What the exercise asks - Rewrite every line of the records below, requests included, and shift each coordinate in the answers by adding -19 to it.

(Items from a data source)
====
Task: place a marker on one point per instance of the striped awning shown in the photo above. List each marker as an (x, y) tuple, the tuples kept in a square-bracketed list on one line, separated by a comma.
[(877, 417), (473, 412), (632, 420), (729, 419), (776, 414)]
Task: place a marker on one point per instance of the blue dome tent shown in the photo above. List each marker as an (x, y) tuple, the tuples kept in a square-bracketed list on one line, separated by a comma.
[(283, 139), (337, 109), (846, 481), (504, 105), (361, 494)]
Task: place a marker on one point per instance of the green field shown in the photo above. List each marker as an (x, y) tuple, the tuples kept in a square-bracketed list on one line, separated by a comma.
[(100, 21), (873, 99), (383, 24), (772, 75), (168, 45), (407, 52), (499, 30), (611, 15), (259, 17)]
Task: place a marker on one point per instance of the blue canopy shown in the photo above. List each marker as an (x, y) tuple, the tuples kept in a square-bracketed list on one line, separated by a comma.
====
Final answer -
Task: place a marker on one point per instance of the striped awning shown in the photo above. List each marker as an (x, y) tuple, the tuples kept in a square-bracketed list on one line, separated by a comma.
[(858, 398), (454, 393), (613, 401), (710, 400), (757, 395)]
Task: place a marker on one point per instance of the blue dome tent shown in the photo above. List each marker as an (x, y) tuple, the tuples kept in a square-bracketed list on one line, separated by a comma.
[(264, 120), (318, 90), (827, 462), (485, 86), (342, 475)]
Task: place a marker on one point per instance of the green field shown in the photo above. List each marker as an (x, y) tuple, the tuples kept in a square-bracketed list on one line, separated by a comma.
[(81, 2), (854, 80), (364, 5), (753, 56), (149, 26), (388, 33), (480, 11), (592, -4), (240, -2)]
Task: place a marker on one point per instance of the blue canopy shown in the photo above. List each marker as an (x, y) tuple, the tuples kept in a square-bracketed list on one line, separated by a comma.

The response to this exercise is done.